### 指示
下の資料のうち、「Each instance of the far」を含む行から「(1138, 521)」を含む行までを、その行も含めて取り出してください。空行は除き、1行を1つの文字列としたJSONのリストに並べること。

### 資料
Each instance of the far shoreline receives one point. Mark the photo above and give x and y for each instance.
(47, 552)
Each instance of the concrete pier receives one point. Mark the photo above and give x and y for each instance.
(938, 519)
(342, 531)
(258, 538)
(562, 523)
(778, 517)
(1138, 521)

* * *

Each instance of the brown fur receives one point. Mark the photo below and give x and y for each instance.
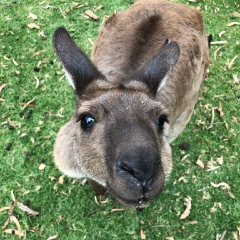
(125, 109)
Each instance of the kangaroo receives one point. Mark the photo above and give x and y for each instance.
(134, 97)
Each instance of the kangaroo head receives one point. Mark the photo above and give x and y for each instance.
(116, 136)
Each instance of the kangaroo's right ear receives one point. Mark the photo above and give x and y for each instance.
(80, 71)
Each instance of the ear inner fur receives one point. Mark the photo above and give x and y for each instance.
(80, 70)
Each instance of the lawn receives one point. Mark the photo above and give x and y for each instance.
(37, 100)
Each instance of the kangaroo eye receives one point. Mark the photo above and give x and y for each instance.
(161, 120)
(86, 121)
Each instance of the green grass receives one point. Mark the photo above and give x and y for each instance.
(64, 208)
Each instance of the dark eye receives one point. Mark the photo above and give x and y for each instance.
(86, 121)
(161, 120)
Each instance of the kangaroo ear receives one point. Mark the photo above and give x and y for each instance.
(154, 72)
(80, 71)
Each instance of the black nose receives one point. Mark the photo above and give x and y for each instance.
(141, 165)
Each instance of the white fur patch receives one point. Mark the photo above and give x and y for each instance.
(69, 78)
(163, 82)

...

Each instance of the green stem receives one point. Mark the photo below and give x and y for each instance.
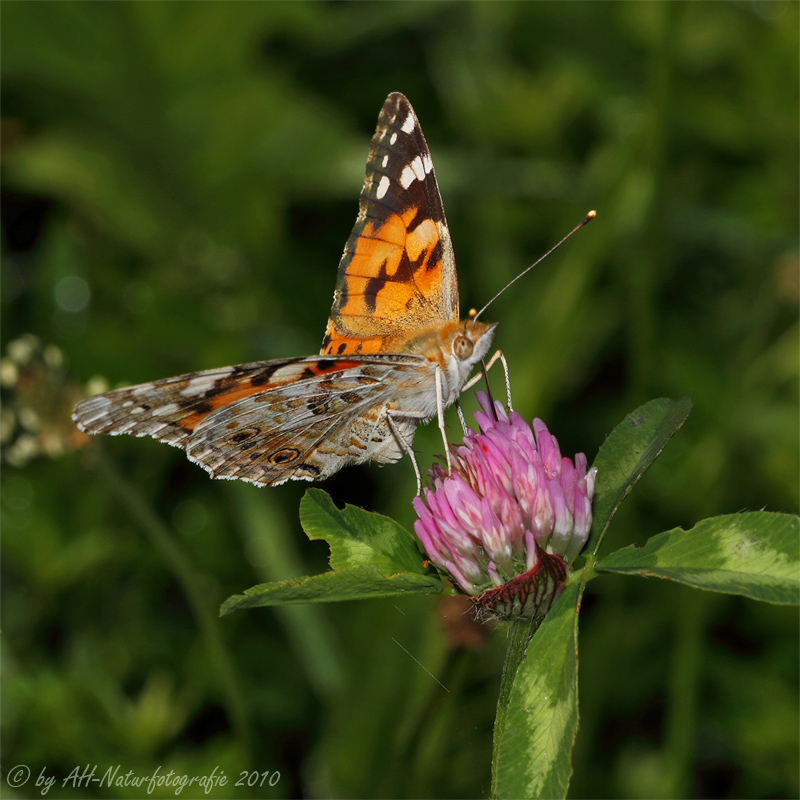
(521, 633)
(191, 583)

### 解答
[
  "Each instance of the far shoreline receives one point. Mark the photo above and give x and y for each instance.",
  "(47, 552)",
  "Each instance of the concrete pier receives one point. Mark the photo above and give x and y for each instance.",
  "(938, 519)",
  "(342, 531)",
  "(258, 538)",
  "(562, 523)",
  "(778, 517)",
  "(1138, 521)"
]